----- Given information -----

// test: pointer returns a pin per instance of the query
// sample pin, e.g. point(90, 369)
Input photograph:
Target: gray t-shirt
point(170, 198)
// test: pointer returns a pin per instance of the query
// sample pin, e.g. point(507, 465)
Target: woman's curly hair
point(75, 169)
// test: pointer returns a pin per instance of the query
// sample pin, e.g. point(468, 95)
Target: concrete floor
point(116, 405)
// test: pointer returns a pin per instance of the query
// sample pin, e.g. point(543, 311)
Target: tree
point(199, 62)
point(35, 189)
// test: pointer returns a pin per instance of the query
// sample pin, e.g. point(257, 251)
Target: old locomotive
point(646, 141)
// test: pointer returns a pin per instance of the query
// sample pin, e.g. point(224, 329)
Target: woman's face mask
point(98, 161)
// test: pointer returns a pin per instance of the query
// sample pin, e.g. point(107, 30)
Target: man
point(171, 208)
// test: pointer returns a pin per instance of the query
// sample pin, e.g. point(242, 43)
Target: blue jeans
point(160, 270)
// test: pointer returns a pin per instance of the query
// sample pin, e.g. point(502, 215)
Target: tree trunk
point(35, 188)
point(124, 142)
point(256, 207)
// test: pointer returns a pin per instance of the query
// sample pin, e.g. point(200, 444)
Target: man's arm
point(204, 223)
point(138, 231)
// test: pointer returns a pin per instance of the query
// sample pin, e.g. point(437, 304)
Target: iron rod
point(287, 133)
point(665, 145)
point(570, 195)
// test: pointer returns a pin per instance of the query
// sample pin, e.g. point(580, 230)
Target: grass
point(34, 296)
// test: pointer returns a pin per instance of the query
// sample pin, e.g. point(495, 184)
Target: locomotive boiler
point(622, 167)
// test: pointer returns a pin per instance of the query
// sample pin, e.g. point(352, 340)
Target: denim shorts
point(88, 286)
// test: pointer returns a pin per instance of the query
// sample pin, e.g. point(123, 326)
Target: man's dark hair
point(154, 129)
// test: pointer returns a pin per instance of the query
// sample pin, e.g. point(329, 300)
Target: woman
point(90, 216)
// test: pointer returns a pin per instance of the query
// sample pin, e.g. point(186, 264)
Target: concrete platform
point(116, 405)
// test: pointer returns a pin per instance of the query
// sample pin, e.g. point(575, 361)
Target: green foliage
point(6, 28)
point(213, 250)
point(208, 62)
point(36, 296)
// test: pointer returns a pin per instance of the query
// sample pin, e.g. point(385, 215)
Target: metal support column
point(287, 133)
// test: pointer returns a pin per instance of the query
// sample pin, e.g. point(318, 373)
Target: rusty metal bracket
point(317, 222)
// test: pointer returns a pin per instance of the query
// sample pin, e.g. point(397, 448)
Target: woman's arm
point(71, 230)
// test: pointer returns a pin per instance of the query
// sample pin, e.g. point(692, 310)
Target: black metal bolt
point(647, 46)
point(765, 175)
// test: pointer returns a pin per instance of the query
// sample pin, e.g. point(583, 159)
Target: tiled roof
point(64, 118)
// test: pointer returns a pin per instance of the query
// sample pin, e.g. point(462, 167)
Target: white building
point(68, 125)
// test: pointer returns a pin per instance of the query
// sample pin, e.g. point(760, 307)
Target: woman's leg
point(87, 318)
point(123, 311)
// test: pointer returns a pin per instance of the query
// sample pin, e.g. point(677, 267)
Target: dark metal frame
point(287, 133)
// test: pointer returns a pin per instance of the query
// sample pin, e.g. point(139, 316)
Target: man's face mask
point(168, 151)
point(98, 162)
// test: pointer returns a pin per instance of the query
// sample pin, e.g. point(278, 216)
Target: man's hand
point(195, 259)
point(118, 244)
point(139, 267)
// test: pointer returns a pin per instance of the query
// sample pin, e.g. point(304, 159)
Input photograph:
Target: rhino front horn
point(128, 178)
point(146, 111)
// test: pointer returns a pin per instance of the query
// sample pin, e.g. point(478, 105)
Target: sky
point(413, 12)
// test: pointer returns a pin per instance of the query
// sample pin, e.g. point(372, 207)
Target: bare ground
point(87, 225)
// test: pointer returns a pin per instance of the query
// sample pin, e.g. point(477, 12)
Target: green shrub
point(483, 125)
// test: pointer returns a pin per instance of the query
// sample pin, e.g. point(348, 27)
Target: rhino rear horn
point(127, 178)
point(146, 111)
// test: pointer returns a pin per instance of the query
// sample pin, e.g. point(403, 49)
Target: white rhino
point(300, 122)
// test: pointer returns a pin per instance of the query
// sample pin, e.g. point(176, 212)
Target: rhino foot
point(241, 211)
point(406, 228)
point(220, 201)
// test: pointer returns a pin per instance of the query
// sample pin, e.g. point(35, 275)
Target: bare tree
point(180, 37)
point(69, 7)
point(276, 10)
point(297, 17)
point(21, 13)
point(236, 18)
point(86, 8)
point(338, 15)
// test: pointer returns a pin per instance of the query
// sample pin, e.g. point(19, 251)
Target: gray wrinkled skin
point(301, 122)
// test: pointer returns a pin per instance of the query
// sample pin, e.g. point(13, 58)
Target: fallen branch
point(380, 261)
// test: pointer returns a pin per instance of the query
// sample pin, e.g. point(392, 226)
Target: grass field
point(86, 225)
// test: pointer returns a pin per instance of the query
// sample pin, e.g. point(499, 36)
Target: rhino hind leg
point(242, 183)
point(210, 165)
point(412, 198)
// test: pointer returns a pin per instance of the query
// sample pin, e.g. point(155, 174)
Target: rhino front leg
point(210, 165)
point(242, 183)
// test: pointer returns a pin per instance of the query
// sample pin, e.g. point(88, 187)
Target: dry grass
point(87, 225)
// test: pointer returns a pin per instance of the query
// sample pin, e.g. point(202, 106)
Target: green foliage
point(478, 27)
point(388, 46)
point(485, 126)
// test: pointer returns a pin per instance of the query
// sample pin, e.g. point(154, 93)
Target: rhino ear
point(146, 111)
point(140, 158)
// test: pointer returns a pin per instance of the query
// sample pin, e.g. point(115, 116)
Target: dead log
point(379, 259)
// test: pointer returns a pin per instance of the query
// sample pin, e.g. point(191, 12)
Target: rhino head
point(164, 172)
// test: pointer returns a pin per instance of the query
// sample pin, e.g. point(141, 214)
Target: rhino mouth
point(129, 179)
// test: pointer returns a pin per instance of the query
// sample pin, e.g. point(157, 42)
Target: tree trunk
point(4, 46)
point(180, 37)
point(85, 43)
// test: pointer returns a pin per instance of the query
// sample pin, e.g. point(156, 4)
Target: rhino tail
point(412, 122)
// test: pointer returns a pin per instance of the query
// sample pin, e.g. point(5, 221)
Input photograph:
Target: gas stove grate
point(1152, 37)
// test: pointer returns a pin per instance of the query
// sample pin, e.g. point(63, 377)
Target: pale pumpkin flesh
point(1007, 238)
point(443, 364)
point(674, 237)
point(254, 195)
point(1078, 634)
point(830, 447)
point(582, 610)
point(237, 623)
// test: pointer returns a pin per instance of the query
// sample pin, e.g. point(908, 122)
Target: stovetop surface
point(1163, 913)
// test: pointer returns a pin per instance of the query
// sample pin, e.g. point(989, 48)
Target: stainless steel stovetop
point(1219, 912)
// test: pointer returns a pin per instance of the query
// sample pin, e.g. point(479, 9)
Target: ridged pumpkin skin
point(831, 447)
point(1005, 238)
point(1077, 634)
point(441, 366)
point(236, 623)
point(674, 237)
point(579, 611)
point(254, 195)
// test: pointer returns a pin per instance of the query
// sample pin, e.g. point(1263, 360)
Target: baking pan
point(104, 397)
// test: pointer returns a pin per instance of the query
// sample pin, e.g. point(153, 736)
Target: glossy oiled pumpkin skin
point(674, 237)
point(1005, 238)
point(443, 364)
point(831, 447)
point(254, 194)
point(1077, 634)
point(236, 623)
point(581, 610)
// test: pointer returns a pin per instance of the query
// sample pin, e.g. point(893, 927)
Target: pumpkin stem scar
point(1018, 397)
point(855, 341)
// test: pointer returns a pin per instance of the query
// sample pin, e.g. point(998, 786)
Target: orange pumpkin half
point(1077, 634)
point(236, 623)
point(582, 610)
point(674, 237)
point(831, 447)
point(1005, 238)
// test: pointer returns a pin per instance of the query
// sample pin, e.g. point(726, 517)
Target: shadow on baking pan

-----

Print everything from the first line of the entries above down to and including the line containing "point(75, 169)", keeping every line unchanged.

// test: pointer returns a pin per instance of the query
// sample pin, e.g. point(90, 369)
Input photograph:
Target: gray t-shirt
point(170, 198)
// test: pointer returns a pin per instance of the query
// sample pin, e.g. point(507, 465)
Target: woman's curly hair
point(75, 169)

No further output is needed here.